Comme c'est la première fois que je le fais, je tâtonne. C'est un peu ce que j'ai écrit à l'un de mes oncles pour lui expliquer le choix qui a été le mien de ne pas inviter tout le ban et l'arrière ban de la famille [étant précisé que cela eût été superfétatoire puisque certains ne daignent pas me parler depuis bien plus de dix ans ... je respecte dès lors leur choix en y asseyant une évidente cohérence].
Ce mariage aura été, comme beaucoup de choses avec Zolimari, une histoire de patience et d'opiniatreté.
Tout a commencé, je m'en souviens bien, dans un bar grec sur l'île de Naxos.
Ce soir là, tandis que notre périple [autrement appelé fort justement "La piste Cyclades"] commençait à prendre un goût de fin bien regrettable, je sirotais je ne sais plus quel cocktail, une pina colada je crois. Je me souviens m'être laissé aller à quelques absences, comme cela peut m'arriver quand j'ai envie de voguer ailleurs et de me laisser porter. Je regardais les gens déambuler sur le port de Naxos City, le soleil couchant sur la porte d'Hadrien donnait à cette agitation un air assez irréel, pratiquement cotonneux. Inutile de dire qu'il faisait bon, je me souviens encore du vent enveloppant qui venait caresser mes jambes découvertes tandis que je continuais un voyage intérieur, répondant quasi mécaniquement à Zolimari qui devait certainement me raconter des choses passionnantes mais moi, j'étais ailleurs.
Oui j'étais loin, loin de me douter que j'allais prendre l'une des décisions les plus importantes de ma vie au terme d'une quinzaine féerique au cours de laquelle j'avais traversé quelques contrariétés mais j'étais bien, reposé, serein et finalement pas angoissé du tout. Finissant mon verre, j'avais laissé Zolimari décider du restaurant du soir et, comme à l'accoutumée, il avait dévoré le guide du Routard pour hésiter entre plein de possibilités qu'il m'était à présent dévolu d'arbitrer tout en tenant compte de son choix marqué pour l'un mais comme il n'assume jamais, c'est à moi de trancher ce qu'il a finalement décidé.

=== CONSIGNES DE TRAVAIL ===
- 1) Traduisez en anglais cette phrase du récit : « Tout a commencé, je m'en souviens bien, dans un bar grec sur l'île de Naxos. »
- 2) Reprenez mot pour mot le passage du récit qui commence aux mots « Tout a commencé, je » et s'arrête après « moi, j'étais ailleurs. ».
Les entrées ne jouent aucun rôle dans ce travail.

=== ENTRÉES DU CORPUS ===
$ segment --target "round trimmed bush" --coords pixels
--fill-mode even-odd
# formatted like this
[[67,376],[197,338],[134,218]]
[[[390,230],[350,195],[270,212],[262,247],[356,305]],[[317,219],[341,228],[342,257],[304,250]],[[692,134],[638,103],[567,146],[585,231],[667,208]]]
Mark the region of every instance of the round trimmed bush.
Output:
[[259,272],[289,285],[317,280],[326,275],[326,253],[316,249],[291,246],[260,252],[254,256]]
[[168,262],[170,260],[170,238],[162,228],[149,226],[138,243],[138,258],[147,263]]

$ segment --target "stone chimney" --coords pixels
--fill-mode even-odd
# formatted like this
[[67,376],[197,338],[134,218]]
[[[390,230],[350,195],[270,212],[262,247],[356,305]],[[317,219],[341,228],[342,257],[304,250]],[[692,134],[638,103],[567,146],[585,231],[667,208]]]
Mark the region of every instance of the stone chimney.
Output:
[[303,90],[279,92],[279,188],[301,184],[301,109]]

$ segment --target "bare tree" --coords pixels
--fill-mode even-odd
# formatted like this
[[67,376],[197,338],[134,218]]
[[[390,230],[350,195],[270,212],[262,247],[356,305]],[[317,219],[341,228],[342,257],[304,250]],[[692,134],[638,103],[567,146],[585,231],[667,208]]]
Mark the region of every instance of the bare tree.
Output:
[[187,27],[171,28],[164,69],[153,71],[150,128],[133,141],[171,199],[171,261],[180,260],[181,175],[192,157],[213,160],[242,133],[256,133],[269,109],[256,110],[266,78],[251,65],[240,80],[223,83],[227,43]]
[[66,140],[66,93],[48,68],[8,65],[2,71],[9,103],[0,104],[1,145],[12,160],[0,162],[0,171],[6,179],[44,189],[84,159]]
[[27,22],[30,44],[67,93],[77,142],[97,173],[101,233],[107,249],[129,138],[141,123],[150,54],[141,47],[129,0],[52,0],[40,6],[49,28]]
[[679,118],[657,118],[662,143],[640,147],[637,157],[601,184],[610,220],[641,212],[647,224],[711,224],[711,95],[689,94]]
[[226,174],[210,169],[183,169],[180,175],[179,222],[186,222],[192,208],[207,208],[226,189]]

=== RÉSULTATS PAR TÂCHE ===
- 1) It all began, I remember it well, in a Greek bar on the island of Naxos.

- 2)
Tout a commencé, je m'en souviens bien, dans un bar grec sur l'île de Naxos.
Ce soir là, tandis que notre périple [autrement appelé fort justement "La piste Cyclades"] commençait à prendre un goût de fin bien regrettable, je sirotais je ne sais plus quel cocktail, une pina colada je crois. Je me souviens m'être laissé aller à quelques absences, comme cela peut m'arriver quand j'ai envie de voguer ailleurs et de me laisser porter. Je regardais les gens déambuler sur le port de Naxos City, le soleil couchant sur la porte d'Hadrien donnait à cette agitation un air assez irréel, pratiquement cotonneux. Inutile de dire qu'il faisait bon, je me souviens encore du vent enveloppant qui venait caresser mes jambes découvertes tandis que je continuais un voyage intérieur, répondant quasi mécaniquement à Zolimari qui devait certainement me raconter des choses passionnantes mais moi, j'étais ailleurs.